# [What the task asks]
Copy out, word for word, the lines from the start of the data below through the line containing "Task: indicate the pile", and no others.

# [Listed records]
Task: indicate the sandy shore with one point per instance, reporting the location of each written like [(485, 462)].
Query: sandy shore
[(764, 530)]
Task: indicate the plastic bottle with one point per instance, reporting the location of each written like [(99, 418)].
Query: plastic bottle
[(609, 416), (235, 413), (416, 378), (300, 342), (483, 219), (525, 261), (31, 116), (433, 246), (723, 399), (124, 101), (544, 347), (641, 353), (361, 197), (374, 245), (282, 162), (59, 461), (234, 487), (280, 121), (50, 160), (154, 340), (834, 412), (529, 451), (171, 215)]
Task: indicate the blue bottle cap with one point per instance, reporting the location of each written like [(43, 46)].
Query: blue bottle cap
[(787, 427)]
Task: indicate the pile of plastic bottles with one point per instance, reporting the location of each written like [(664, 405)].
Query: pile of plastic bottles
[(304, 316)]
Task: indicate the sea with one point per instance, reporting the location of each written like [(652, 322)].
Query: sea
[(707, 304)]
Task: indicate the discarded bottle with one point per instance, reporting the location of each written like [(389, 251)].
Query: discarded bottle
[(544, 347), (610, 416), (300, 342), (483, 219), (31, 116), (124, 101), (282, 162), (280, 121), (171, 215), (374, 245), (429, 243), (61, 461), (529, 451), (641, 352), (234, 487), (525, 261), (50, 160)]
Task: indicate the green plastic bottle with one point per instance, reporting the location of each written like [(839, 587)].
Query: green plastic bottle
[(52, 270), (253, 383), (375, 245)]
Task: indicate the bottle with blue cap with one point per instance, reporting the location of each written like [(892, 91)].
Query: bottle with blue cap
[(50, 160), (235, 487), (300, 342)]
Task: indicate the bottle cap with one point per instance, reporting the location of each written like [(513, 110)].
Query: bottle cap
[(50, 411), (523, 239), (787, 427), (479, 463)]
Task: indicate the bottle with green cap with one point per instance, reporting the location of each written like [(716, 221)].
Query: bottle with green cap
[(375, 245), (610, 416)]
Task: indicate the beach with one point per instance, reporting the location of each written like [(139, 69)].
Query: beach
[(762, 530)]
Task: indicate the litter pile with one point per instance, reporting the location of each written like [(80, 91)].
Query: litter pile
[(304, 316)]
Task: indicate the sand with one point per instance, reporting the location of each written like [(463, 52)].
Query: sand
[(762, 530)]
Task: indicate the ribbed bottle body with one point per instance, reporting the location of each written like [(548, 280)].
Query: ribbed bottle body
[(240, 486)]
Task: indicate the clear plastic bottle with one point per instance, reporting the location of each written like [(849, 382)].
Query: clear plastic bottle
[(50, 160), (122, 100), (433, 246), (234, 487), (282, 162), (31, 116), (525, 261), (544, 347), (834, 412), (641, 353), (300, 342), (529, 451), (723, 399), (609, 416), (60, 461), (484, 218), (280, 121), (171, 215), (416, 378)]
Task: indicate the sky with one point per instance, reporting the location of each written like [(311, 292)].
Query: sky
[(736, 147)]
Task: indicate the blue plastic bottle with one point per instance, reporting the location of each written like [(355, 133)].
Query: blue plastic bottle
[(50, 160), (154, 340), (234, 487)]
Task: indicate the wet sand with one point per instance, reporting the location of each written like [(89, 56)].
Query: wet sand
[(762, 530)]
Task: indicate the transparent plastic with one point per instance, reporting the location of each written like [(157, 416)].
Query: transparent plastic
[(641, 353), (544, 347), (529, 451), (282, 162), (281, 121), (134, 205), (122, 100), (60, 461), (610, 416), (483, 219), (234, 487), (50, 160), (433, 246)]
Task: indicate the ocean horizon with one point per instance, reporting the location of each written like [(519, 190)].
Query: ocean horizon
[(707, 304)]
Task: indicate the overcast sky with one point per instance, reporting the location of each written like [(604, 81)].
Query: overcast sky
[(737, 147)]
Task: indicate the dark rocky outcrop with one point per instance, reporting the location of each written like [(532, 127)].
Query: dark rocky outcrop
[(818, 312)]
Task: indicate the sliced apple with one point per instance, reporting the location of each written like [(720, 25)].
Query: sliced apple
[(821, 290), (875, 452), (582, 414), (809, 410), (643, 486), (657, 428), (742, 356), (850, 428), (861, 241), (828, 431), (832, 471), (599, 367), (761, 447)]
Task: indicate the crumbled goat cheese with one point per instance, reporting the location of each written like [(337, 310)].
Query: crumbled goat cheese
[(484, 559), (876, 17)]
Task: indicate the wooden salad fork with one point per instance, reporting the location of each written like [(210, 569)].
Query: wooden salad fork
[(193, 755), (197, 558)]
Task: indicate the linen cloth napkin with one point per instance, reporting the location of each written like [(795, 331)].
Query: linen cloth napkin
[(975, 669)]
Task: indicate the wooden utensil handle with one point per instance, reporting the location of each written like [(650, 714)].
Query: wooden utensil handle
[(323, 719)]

# [Your response]
Task: indicate the sandy shore with one point per instance, reporting the location of each written like [(485, 462)].
Query: sandy shore
[(764, 530)]
Task: indicate the plastic bottle with one point per instance, reporting the location of each written like [(99, 418)].
Query: plastic bottle
[(609, 416), (235, 413), (416, 378), (300, 342), (483, 219), (525, 261), (31, 116), (433, 246), (723, 399), (124, 101), (544, 347), (641, 353), (361, 197), (374, 245), (282, 162), (59, 461), (234, 487), (280, 121), (50, 160), (154, 340), (834, 412), (529, 451), (171, 215)]
Task: indicate the blue bottle cap with one point per instance, reporting the location of each written like [(43, 46)].
Query: blue bottle cap
[(787, 427)]
Task: indicate the pile of plastic bottles with one point per instance, reporting the location of each written like [(664, 405)].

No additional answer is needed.